■ Work to be completed ■
Could you write out, character for character, everything from the line containing "Examine the image and enumerate every hat" down to the end of the records below?

— Start of Dataset records —

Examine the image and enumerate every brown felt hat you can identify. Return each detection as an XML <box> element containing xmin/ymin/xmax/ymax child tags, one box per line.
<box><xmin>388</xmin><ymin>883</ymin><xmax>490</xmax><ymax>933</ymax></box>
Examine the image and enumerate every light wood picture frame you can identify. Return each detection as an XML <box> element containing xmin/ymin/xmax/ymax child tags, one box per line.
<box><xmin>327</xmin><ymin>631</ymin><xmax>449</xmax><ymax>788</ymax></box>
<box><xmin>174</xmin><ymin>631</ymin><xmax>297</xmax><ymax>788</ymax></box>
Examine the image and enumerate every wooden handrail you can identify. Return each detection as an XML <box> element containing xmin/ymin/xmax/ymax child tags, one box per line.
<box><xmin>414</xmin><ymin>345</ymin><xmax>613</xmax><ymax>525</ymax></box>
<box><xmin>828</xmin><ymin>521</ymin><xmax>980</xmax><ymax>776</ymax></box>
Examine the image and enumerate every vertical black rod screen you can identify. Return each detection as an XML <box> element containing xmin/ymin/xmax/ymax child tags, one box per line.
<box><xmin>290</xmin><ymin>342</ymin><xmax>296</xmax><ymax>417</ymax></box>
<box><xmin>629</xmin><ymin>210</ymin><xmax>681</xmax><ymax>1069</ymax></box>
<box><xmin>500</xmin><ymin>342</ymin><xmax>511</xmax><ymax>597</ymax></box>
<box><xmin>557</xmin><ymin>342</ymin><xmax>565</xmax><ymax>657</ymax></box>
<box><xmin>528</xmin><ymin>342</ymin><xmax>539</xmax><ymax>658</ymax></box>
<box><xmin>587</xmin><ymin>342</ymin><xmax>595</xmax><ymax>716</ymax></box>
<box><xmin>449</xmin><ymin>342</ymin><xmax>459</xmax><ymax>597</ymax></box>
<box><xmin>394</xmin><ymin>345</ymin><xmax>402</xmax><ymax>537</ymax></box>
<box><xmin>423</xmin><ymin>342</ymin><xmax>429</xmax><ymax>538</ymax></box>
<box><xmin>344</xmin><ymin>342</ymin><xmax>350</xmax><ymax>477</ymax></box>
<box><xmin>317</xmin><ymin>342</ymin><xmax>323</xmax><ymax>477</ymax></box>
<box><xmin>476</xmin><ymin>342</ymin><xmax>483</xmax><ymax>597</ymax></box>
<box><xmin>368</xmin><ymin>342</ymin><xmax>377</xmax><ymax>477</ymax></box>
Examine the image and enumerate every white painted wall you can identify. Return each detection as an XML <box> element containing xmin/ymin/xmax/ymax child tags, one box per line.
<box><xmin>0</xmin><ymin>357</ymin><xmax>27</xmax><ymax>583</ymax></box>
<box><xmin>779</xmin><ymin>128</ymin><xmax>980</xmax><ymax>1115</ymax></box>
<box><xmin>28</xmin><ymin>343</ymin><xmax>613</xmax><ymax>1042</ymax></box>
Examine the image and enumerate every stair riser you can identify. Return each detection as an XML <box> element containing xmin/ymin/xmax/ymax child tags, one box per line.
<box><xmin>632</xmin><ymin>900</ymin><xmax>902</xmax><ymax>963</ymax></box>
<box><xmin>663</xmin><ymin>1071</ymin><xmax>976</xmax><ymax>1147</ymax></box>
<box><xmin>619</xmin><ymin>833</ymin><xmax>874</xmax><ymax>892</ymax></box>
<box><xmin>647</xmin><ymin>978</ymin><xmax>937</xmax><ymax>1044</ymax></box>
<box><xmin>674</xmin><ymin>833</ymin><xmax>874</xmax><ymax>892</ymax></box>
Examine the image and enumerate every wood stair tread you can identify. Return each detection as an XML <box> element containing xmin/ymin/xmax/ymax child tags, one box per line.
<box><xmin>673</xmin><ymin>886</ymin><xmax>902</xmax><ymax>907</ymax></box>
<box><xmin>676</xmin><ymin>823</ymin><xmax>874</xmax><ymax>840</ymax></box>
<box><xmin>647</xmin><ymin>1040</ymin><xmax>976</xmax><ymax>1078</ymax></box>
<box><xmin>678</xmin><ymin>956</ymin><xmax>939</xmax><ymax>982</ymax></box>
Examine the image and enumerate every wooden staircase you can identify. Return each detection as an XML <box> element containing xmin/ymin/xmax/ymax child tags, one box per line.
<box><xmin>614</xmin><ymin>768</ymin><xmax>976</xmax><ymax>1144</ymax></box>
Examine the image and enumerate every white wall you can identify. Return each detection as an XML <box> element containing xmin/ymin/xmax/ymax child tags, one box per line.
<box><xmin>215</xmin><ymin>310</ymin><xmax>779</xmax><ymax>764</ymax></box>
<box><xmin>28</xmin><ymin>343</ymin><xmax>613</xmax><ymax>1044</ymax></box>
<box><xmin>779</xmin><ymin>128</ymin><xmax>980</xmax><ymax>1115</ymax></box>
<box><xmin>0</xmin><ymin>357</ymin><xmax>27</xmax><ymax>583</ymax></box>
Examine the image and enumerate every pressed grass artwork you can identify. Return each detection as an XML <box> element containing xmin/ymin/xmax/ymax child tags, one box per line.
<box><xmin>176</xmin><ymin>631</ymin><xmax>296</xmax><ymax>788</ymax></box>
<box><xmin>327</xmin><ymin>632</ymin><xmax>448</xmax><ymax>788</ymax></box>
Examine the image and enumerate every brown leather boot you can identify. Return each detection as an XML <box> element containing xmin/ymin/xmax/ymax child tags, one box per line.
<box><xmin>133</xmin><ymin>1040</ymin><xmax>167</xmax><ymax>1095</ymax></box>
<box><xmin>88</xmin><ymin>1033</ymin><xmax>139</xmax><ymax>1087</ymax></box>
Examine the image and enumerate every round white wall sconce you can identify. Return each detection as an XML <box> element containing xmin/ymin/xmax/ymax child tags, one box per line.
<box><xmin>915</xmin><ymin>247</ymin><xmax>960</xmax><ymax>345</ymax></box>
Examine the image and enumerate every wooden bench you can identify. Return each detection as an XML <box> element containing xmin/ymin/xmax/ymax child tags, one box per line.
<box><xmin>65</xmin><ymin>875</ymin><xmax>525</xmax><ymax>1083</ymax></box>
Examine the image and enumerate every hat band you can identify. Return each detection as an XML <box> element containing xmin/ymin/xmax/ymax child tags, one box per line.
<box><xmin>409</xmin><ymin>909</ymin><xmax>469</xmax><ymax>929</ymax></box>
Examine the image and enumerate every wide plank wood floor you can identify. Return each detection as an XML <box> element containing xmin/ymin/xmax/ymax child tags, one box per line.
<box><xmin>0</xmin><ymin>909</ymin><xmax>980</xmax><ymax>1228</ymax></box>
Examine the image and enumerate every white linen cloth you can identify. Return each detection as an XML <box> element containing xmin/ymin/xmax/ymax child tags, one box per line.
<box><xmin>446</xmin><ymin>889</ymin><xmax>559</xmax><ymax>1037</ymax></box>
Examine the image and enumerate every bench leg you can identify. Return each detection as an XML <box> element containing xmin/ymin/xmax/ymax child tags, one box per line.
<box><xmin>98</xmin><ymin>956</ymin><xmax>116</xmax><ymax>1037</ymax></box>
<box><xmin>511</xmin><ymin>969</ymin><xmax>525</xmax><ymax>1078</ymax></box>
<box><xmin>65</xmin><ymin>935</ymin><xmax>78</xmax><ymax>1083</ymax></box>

— End of Dataset records —

■ Answer ■
Examine the image and enumerate every hat band you can identify. Return each detection as an XML <box> element containing xmin/ymin/xmax/ymax child tags, one box per line.
<box><xmin>409</xmin><ymin>909</ymin><xmax>469</xmax><ymax>929</ymax></box>
Examine the image and enumerate every wide plank wood floor you can identify. Return each detection as an XML <box> element containing xmin/ymin/xmax/ymax child tags, one box per line.
<box><xmin>0</xmin><ymin>909</ymin><xmax>980</xmax><ymax>1228</ymax></box>
Examine the image and enumerate every white linen cloth you can identify. Return each detection as an XML <box> element containing xmin/ymin/xmax/ymax child tags, one box per line.
<box><xmin>446</xmin><ymin>889</ymin><xmax>559</xmax><ymax>1037</ymax></box>
Examine the image and enumerate every bench leg you can identify. Return each detection as an XML <box> element containing xmin/ymin/xmax/ymax child tags, one box per line.
<box><xmin>98</xmin><ymin>956</ymin><xmax>116</xmax><ymax>1037</ymax></box>
<box><xmin>511</xmin><ymin>969</ymin><xmax>525</xmax><ymax>1078</ymax></box>
<box><xmin>65</xmin><ymin>935</ymin><xmax>78</xmax><ymax>1083</ymax></box>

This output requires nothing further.